> [TASK] Rewrite every line of the records from the start through the line containing "[[291, 55], [287, 55]]", both ends included and requests kept as they are. In the answers, scale each coordinate by 0.35 and round to a whole number, with halves rounding up.

Data extracted from a collection:
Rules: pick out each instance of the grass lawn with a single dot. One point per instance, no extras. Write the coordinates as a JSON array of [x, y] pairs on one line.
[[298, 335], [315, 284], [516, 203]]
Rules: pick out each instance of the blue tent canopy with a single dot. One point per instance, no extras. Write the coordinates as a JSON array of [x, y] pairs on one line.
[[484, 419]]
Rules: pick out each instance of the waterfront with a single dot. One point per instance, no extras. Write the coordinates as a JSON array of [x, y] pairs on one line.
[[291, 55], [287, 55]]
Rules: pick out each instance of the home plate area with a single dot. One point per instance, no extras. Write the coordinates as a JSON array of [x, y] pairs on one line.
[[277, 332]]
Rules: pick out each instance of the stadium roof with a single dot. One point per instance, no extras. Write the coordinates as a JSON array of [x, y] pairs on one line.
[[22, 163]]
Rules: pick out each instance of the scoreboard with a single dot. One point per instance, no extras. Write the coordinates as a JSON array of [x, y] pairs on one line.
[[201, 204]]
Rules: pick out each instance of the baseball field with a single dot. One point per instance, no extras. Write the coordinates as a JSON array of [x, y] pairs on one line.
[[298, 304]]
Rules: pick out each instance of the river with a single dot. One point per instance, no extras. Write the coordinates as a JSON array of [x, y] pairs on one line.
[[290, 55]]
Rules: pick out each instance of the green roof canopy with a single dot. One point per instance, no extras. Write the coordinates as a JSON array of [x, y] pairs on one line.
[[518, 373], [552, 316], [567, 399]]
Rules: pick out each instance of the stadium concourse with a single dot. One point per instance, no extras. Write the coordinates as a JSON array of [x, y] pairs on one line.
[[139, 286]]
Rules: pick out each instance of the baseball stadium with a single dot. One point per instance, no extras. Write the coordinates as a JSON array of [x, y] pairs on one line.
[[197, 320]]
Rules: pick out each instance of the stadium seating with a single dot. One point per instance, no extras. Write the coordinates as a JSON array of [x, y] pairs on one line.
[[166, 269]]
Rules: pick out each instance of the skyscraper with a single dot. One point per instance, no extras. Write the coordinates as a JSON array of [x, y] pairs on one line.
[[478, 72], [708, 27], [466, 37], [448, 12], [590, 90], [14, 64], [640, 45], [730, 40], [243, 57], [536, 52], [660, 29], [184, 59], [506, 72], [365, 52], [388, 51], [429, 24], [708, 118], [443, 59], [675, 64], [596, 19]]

> [RESPONSE TO THE EXERCISE]
Rules: pick out each instance of the grass lawn with a single dot. One point per instance, no extras. Write the coordinates as a JSON array of [x, y] pairs on one line.
[[104, 117], [110, 99], [181, 71]]
Rules: pick out each instance of the blue tent canopy with a single dot. One point per instance, no extras. Write the coordinates as a JSON array of [x, y] pairs on one line.
[[169, 147]]
Rules: pick out each instance of the waterfront with a single dot. One point per instance, no extras. Write the coordinates as a JSON array of [x, y] pairs on one line.
[[102, 19], [100, 19]]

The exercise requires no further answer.